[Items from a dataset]
========================================

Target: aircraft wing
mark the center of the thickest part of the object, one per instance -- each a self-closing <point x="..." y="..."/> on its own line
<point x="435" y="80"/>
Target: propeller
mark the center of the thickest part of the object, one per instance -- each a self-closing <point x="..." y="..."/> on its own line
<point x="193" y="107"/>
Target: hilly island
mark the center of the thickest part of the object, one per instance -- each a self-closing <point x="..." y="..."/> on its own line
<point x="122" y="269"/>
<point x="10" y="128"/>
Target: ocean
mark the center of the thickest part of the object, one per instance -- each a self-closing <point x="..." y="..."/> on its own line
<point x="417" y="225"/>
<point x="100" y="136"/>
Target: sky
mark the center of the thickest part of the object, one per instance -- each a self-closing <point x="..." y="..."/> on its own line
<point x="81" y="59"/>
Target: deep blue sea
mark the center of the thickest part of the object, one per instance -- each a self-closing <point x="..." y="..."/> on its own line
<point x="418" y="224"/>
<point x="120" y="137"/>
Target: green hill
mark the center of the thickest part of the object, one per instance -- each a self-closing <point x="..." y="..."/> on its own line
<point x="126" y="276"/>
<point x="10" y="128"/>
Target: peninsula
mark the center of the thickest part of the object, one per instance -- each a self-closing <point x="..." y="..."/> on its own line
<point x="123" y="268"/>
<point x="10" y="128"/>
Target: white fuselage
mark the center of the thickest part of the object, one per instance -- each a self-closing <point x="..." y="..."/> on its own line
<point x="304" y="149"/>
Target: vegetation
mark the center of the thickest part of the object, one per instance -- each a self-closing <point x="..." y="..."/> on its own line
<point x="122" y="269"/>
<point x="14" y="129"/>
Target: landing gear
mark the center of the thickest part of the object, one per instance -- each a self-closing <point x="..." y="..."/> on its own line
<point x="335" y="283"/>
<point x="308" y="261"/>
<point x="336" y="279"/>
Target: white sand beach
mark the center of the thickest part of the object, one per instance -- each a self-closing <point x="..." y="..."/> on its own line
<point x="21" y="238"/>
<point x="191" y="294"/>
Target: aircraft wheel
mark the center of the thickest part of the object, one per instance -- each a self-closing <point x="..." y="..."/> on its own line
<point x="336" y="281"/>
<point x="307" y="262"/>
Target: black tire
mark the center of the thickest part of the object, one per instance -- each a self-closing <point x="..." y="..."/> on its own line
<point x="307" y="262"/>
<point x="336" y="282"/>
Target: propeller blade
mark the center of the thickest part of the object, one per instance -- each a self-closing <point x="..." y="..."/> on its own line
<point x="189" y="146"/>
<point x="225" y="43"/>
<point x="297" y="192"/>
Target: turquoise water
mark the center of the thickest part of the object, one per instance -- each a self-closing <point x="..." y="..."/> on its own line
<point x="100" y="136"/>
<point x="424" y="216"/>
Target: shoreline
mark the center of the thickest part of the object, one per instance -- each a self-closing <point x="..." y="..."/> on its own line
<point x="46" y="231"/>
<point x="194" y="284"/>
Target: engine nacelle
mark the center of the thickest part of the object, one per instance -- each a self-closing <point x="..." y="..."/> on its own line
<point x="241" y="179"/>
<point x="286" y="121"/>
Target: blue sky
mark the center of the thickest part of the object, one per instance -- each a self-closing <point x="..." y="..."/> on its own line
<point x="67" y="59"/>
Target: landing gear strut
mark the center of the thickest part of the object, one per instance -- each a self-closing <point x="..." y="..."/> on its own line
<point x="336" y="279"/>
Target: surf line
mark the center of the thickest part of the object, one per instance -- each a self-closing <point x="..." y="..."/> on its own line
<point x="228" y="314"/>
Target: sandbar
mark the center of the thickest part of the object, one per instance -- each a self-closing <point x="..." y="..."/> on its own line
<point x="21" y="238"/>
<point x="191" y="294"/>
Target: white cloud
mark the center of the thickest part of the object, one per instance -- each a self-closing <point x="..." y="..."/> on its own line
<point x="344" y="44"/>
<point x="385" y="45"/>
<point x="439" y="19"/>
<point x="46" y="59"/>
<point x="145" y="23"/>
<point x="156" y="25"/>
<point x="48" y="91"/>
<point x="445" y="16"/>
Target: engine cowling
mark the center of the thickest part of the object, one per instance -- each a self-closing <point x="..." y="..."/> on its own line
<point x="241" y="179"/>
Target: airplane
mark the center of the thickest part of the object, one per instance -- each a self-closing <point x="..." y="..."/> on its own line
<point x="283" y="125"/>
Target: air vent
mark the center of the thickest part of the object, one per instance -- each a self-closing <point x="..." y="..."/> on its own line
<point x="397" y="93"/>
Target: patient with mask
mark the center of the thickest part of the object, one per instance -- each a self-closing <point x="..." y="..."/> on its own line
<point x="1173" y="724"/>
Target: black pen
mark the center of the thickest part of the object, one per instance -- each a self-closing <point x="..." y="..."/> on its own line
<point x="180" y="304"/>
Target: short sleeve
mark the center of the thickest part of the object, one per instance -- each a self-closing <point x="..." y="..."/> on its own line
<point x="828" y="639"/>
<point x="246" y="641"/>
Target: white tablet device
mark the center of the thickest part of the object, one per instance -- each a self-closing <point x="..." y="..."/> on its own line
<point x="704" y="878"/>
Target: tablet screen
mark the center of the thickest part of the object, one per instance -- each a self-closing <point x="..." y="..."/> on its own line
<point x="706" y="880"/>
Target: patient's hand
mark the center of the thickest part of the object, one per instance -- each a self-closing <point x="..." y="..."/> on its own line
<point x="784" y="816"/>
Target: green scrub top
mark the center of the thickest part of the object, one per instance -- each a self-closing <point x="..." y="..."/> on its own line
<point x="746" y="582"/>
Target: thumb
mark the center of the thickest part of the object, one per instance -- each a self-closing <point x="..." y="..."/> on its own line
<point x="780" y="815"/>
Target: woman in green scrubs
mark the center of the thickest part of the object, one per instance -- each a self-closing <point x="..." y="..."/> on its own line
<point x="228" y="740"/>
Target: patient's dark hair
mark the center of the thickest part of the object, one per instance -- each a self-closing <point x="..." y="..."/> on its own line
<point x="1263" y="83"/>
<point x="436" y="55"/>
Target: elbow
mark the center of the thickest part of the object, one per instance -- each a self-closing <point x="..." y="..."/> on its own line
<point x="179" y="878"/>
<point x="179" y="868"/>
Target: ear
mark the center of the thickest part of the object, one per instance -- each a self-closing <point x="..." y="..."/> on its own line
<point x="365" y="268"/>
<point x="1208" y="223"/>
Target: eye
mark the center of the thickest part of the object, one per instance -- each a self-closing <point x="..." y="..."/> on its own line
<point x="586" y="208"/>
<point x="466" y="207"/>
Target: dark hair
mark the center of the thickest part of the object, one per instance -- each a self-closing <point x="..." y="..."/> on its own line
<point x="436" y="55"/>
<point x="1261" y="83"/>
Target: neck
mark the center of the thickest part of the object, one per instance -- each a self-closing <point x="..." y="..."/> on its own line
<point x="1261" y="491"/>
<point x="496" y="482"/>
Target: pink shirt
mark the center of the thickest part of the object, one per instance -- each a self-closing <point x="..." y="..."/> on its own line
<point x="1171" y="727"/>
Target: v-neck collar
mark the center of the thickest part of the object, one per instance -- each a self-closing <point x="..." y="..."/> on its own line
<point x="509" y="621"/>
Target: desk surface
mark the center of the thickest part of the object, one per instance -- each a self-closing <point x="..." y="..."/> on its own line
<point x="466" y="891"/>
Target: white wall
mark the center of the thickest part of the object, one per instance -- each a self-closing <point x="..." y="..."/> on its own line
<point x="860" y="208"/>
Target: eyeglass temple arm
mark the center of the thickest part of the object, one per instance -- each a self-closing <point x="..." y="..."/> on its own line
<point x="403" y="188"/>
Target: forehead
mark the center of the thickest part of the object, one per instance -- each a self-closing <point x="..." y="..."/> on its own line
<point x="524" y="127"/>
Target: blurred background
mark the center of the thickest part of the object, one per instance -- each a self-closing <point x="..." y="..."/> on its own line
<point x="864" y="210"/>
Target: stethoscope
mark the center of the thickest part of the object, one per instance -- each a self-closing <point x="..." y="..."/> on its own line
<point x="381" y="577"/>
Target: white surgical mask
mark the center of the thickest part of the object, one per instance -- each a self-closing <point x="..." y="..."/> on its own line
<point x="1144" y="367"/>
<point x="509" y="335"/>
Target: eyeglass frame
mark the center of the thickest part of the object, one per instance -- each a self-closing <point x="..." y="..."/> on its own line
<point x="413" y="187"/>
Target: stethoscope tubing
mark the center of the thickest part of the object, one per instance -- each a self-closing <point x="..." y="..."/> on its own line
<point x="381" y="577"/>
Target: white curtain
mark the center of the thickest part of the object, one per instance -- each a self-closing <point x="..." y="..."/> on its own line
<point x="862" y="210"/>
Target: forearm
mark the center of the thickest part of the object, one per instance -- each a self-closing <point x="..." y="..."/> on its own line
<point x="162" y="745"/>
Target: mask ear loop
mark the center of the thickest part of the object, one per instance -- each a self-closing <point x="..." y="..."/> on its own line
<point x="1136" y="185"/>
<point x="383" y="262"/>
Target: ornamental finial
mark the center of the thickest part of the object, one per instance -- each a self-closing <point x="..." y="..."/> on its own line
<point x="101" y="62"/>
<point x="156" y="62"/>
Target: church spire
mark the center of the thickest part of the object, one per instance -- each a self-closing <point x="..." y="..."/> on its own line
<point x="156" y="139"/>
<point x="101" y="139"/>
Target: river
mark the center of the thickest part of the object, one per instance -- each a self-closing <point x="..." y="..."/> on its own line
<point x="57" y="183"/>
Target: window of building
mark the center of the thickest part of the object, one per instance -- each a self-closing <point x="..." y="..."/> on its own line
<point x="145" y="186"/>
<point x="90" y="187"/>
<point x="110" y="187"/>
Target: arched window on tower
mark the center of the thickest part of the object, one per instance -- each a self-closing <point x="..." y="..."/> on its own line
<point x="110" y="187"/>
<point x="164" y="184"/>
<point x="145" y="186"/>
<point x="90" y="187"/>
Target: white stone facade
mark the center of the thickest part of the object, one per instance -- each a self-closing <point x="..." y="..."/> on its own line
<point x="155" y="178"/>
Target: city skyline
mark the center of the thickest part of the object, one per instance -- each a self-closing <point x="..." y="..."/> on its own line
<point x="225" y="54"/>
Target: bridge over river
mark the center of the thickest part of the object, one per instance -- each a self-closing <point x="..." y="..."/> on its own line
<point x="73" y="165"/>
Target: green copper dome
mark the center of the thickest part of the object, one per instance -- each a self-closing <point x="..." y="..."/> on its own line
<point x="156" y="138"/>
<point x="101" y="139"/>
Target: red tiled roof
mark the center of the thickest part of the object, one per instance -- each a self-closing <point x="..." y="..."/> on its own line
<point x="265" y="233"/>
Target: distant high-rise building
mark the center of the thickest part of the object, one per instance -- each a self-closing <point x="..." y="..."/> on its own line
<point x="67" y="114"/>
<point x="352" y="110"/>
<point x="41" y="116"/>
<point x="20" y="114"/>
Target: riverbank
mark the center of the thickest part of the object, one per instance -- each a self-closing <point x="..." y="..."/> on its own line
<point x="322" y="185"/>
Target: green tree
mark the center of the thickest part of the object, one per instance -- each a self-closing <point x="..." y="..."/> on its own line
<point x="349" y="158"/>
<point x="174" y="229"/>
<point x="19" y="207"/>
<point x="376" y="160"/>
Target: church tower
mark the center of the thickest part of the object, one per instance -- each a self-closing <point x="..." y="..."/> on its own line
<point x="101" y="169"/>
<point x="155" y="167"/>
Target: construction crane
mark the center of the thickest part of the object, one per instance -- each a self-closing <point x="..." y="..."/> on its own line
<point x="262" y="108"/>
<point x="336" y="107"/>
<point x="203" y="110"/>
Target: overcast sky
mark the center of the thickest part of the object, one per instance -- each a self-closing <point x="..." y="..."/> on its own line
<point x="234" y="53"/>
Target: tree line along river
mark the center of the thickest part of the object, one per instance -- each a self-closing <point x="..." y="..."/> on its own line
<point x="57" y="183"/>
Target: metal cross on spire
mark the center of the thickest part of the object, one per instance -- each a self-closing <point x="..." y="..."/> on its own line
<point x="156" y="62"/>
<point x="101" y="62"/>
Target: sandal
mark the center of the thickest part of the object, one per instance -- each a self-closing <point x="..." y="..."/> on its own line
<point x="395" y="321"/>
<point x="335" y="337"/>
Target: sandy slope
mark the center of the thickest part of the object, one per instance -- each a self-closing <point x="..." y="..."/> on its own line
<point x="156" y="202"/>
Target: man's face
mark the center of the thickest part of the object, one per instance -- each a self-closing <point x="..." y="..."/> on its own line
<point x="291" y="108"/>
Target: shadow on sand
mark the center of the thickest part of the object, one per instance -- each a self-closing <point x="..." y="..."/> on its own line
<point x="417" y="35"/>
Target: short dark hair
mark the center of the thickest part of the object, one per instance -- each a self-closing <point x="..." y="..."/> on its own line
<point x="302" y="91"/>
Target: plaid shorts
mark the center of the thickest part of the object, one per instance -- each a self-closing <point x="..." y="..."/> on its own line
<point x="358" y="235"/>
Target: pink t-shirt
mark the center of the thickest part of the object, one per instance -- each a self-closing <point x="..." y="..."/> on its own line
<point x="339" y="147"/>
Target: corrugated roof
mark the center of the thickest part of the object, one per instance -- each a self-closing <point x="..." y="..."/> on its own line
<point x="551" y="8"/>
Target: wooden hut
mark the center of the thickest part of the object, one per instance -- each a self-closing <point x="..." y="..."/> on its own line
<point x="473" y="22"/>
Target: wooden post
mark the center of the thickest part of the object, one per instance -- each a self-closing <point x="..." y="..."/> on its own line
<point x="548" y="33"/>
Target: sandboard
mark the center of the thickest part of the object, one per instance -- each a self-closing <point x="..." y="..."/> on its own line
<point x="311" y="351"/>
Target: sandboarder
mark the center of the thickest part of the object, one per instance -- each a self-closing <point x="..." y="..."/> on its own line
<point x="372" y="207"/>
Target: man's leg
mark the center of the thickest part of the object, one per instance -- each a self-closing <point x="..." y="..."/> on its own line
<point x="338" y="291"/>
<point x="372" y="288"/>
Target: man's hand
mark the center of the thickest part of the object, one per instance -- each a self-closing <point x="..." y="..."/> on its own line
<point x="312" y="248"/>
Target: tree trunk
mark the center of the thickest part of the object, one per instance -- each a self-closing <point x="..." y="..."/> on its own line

========================================

Task directions
Copy out the lines starting at the one containing "Target: wooden hut" and ending with the last line of the entries. Include nothing else.

Problem solution
Target: wooden hut
mark the center of the thickest part of the object, one per instance -- each a self-closing <point x="..." y="..."/> on its own line
<point x="473" y="22"/>
Target: wooden post
mark the center of the thickest part of the object, one per instance -- each a self-closing <point x="..." y="..."/> on its own line
<point x="548" y="33"/>
Target: sandboard
mark the center of the thickest part of the object, one per instance -- each a self-closing <point x="..." y="..."/> on its own line
<point x="311" y="351"/>
Target: sandboarder
mark the center of the thickest part of the object, one per instance -- each a self-closing <point x="..." y="..."/> on its own line
<point x="372" y="207"/>
Target: man's leg
mark the center of the thickest part of the object, one per instance -- each a self-closing <point x="..." y="..."/> on its own line
<point x="338" y="291"/>
<point x="372" y="288"/>
Target: man's hand
mark the center of the thickest part of the object, one per instance -- each a self-closing <point x="..." y="..."/> on its own line
<point x="312" y="248"/>
Target: tree trunk
mark the center of the thickest part of the object, one per instance -- each a self-closing <point x="..." y="..."/> on its own line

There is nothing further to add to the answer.